• [Data shown]
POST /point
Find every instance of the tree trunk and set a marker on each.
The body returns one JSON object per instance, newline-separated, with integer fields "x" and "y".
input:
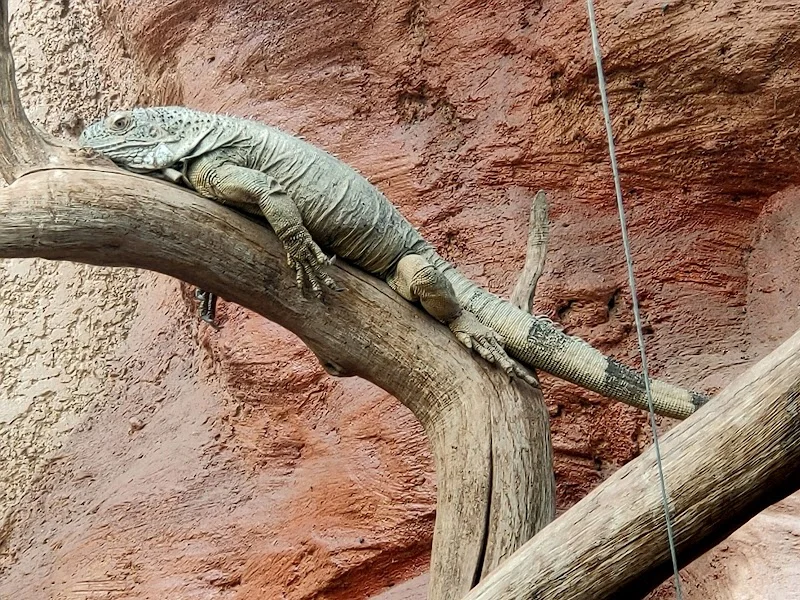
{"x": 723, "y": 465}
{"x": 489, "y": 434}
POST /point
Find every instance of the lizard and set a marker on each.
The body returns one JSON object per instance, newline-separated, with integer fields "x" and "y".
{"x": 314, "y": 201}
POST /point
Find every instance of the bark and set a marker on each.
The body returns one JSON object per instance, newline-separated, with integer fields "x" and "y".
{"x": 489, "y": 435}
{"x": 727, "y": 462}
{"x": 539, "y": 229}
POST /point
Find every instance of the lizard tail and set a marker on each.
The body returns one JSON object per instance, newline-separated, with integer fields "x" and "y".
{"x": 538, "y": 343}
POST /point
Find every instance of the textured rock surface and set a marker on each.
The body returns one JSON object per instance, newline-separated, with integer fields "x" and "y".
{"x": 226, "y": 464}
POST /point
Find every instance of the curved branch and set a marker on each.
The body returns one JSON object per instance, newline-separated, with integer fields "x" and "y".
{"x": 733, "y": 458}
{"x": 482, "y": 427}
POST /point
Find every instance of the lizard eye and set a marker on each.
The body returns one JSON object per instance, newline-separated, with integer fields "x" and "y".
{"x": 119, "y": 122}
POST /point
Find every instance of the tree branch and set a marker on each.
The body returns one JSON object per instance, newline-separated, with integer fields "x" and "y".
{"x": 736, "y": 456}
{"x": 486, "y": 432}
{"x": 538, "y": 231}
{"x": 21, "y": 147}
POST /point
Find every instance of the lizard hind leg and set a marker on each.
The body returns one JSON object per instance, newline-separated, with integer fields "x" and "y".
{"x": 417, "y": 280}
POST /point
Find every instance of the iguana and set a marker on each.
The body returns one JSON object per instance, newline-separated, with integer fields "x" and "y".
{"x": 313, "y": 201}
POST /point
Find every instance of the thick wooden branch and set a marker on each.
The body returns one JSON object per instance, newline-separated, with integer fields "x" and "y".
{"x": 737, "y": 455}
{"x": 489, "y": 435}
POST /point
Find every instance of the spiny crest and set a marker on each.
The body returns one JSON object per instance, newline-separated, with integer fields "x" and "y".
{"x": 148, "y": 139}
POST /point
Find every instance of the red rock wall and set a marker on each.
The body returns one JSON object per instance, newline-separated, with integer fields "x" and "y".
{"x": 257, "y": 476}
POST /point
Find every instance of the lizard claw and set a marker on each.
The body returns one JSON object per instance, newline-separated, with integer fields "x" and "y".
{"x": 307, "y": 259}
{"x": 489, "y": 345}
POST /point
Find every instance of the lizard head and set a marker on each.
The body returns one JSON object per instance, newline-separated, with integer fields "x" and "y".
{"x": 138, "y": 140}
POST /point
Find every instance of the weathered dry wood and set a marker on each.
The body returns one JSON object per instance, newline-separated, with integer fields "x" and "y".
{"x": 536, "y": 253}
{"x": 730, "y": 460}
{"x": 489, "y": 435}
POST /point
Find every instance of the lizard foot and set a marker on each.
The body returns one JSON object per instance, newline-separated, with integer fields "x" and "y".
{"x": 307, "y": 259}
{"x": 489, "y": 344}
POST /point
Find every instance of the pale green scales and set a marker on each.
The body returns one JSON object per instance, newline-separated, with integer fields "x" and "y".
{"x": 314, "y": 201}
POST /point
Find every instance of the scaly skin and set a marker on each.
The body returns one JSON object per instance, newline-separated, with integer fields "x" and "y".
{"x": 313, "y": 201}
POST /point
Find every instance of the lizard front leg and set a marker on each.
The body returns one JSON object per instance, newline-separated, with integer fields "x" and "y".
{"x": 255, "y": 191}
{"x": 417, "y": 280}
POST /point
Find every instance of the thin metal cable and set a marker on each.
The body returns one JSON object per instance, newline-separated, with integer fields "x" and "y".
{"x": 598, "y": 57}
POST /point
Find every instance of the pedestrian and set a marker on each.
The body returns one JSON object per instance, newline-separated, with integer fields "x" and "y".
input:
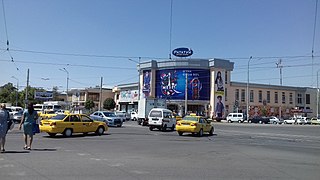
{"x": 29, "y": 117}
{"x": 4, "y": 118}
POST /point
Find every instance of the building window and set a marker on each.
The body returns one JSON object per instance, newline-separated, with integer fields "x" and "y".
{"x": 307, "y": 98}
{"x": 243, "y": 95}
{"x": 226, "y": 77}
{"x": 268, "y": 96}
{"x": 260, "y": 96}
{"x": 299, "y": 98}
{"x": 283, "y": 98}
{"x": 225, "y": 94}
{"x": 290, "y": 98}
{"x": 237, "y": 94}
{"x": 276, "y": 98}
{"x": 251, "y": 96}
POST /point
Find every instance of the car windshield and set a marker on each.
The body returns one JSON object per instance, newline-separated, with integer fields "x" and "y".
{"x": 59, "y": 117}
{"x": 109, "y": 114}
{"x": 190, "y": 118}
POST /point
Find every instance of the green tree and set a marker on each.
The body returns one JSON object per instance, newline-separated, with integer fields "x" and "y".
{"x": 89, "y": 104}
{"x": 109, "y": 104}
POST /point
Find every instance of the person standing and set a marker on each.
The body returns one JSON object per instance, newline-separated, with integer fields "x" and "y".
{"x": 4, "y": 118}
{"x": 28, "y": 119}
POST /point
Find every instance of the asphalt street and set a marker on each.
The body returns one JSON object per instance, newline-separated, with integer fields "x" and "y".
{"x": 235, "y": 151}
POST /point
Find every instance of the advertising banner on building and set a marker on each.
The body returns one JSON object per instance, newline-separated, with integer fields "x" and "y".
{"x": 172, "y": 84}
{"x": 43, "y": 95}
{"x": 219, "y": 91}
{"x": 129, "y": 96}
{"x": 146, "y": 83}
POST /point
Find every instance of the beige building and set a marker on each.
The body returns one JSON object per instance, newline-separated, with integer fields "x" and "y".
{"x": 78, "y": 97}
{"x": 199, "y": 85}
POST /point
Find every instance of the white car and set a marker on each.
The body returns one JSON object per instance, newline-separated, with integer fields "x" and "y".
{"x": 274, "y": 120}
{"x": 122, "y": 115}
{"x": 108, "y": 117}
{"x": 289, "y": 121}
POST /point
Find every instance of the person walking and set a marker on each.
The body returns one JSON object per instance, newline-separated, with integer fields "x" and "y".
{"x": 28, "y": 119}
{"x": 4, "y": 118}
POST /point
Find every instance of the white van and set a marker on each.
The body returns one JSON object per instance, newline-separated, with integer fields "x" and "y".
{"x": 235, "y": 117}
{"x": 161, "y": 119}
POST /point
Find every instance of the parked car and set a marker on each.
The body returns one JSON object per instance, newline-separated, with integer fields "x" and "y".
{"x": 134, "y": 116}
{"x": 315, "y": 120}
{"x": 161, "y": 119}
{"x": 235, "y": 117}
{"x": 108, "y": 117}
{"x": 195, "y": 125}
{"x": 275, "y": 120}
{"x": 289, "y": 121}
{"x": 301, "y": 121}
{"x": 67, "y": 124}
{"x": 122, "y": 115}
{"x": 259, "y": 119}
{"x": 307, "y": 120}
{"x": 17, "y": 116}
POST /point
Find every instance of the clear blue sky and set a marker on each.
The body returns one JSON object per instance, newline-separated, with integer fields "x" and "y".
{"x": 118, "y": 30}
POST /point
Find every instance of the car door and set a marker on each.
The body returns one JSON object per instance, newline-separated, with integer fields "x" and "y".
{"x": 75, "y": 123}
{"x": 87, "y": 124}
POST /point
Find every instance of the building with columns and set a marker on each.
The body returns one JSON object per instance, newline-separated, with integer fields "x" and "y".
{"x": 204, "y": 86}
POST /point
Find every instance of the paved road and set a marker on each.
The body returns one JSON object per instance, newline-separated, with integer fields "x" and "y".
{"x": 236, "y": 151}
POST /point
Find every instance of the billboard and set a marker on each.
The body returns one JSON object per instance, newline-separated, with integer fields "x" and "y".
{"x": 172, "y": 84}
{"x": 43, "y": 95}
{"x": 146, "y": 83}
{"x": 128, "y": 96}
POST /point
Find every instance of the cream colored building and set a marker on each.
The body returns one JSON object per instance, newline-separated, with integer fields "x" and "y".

--

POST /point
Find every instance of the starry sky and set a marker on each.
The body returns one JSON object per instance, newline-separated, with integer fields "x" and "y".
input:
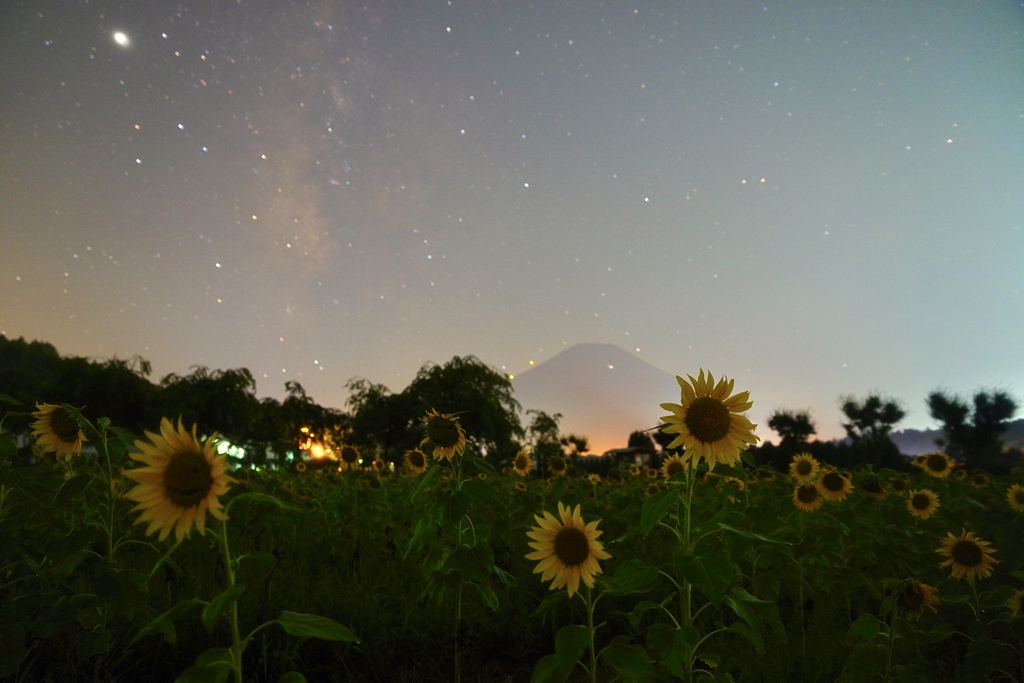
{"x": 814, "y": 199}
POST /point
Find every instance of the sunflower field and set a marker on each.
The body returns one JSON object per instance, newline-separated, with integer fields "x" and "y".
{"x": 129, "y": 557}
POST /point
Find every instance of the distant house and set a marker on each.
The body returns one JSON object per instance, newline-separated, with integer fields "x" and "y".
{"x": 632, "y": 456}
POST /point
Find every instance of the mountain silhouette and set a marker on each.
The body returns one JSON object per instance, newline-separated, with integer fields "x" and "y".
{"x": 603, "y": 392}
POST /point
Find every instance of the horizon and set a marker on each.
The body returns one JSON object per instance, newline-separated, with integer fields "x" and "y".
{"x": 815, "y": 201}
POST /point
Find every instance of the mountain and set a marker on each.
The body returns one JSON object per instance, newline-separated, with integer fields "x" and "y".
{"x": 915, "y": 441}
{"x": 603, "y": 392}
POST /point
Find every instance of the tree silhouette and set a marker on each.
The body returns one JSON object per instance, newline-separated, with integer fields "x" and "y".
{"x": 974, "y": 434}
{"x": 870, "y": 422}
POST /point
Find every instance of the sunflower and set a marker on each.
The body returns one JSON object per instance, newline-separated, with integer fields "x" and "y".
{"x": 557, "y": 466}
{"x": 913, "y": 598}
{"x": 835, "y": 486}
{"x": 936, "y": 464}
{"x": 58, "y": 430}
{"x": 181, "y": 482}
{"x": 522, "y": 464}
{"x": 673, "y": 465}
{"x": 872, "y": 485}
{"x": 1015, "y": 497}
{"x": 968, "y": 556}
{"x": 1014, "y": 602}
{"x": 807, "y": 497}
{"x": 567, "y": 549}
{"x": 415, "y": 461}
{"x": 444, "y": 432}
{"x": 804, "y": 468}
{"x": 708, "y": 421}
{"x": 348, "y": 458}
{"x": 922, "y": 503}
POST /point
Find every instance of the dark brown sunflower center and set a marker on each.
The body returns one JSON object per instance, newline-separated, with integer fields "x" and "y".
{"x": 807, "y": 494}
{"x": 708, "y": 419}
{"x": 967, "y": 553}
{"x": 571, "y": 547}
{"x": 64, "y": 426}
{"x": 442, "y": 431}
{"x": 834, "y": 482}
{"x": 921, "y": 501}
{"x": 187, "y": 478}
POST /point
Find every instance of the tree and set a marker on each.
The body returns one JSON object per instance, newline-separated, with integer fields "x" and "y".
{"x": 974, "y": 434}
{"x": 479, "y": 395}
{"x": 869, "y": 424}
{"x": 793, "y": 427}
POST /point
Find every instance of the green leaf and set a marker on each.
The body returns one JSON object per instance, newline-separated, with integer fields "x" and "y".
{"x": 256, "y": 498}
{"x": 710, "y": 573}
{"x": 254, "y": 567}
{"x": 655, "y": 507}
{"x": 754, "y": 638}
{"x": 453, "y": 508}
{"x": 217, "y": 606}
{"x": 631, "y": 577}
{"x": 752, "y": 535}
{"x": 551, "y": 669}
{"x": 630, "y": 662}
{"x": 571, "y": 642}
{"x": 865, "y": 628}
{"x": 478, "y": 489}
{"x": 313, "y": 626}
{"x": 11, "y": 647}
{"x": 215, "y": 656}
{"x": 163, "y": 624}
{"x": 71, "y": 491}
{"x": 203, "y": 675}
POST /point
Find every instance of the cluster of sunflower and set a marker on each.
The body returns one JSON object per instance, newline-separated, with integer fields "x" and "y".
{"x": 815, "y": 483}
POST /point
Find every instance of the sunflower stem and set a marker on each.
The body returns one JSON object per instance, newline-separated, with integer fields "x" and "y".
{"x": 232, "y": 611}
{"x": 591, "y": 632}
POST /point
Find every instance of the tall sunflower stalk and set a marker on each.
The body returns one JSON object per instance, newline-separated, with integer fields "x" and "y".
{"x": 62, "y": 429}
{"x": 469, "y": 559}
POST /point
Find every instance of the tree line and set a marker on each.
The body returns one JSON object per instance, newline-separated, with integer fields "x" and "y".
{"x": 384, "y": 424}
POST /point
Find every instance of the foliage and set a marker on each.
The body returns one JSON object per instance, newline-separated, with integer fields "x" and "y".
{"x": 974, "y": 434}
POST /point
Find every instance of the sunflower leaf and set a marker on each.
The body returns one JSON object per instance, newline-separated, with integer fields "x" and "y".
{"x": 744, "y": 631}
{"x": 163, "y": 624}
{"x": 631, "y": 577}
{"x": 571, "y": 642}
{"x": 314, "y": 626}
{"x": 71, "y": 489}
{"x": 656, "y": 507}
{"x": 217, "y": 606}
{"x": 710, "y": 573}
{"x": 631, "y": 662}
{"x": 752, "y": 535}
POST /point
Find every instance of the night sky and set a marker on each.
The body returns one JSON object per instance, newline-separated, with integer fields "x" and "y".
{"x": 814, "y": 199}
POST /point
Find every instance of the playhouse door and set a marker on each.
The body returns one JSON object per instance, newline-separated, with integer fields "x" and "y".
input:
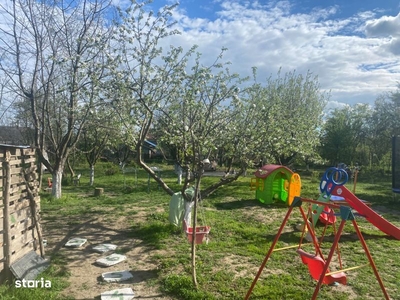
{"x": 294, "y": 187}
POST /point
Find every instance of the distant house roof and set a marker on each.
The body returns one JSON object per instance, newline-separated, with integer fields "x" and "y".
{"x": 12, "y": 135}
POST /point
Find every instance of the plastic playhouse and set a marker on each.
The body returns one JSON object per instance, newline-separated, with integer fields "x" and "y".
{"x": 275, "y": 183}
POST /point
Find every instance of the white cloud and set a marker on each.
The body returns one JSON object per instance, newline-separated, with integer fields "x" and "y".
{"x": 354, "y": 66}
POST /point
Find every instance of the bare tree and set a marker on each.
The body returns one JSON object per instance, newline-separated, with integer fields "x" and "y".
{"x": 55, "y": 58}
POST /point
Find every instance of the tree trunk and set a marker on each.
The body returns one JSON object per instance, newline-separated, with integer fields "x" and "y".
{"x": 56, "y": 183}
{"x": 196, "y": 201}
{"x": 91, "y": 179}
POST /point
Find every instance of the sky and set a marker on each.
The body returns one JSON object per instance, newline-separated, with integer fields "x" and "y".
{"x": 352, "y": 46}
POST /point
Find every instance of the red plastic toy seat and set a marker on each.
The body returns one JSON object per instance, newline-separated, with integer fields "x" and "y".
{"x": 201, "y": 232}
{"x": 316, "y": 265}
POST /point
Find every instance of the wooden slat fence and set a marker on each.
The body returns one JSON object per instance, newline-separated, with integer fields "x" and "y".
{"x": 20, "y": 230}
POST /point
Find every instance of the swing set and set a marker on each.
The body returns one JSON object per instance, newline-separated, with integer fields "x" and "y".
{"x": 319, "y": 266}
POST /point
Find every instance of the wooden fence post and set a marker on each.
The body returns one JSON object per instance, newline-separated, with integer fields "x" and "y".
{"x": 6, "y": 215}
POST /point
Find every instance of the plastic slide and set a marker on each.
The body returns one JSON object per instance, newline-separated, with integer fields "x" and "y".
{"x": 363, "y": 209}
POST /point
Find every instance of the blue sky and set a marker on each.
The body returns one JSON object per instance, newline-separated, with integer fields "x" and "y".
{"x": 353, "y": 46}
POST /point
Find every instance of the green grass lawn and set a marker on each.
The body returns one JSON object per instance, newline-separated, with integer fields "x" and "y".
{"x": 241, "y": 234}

• [What you need to do]
Pick out every line above containing the string "wooden", and copy each one out in full.

• [Output below]
Find every instance of the thick wooden branch and set a marker on each.
Find every instance of the wooden slat fence and set a marker on each.
Find every instance of the wooden fence post and set a marker on each.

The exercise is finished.